Record excerpts.
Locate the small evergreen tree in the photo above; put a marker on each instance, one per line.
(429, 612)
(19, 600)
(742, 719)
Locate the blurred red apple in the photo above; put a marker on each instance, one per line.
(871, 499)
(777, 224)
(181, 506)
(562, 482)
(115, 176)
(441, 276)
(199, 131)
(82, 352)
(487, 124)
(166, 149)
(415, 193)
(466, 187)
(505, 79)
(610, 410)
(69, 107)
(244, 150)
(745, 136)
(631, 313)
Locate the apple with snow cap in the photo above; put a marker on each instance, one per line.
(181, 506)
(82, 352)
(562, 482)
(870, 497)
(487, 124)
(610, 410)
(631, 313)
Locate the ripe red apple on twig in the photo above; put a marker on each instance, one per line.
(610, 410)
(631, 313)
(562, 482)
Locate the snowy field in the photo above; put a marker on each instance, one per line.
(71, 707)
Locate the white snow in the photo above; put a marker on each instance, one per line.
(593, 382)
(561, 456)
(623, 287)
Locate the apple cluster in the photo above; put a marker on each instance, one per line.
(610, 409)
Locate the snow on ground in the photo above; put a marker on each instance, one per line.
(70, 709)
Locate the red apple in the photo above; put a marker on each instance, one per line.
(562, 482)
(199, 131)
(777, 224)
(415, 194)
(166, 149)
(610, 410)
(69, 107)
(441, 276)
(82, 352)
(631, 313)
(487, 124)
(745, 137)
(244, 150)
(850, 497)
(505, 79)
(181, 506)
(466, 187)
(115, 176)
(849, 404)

Task requirements.
Give the records above again, word for word.

Exercise result.
Locate the small evergreen tree in the photo above; put a marker on each instance, one per line.
(429, 612)
(19, 600)
(742, 719)
Locate the blurred red apple in the photo above; put a marker on each instance, one per line.
(871, 499)
(777, 224)
(181, 506)
(562, 482)
(115, 176)
(441, 276)
(199, 131)
(82, 352)
(487, 124)
(166, 149)
(415, 193)
(466, 187)
(505, 79)
(610, 410)
(69, 107)
(244, 150)
(745, 136)
(631, 313)
Locate the apple with snow cap in the photo above; put a marker on each instance, one per line.
(181, 506)
(82, 352)
(562, 482)
(870, 497)
(487, 124)
(610, 410)
(631, 313)
Locate the ripe red apple on twig in the photo above; put a marker on each instance, one per line.
(610, 410)
(631, 313)
(562, 482)
Locate the snowy field in the photo above; put a marker on each instance, one per line.
(71, 707)
Locate the white snow in the photo above; put a marker on each instance, one per line.
(593, 382)
(561, 456)
(623, 287)
Locate the apple cluster in the photo above; put a marker on each instance, one per line.
(610, 409)
Locate the snow on ground in the photo above; put a marker on each instance, one per line.
(70, 709)
Locate the red apple in the photo above; put a marker on each instance, one per line.
(562, 482)
(199, 131)
(777, 224)
(415, 194)
(166, 149)
(610, 410)
(69, 107)
(441, 276)
(82, 352)
(631, 313)
(487, 124)
(745, 137)
(244, 150)
(850, 497)
(505, 79)
(181, 506)
(466, 187)
(115, 176)
(849, 404)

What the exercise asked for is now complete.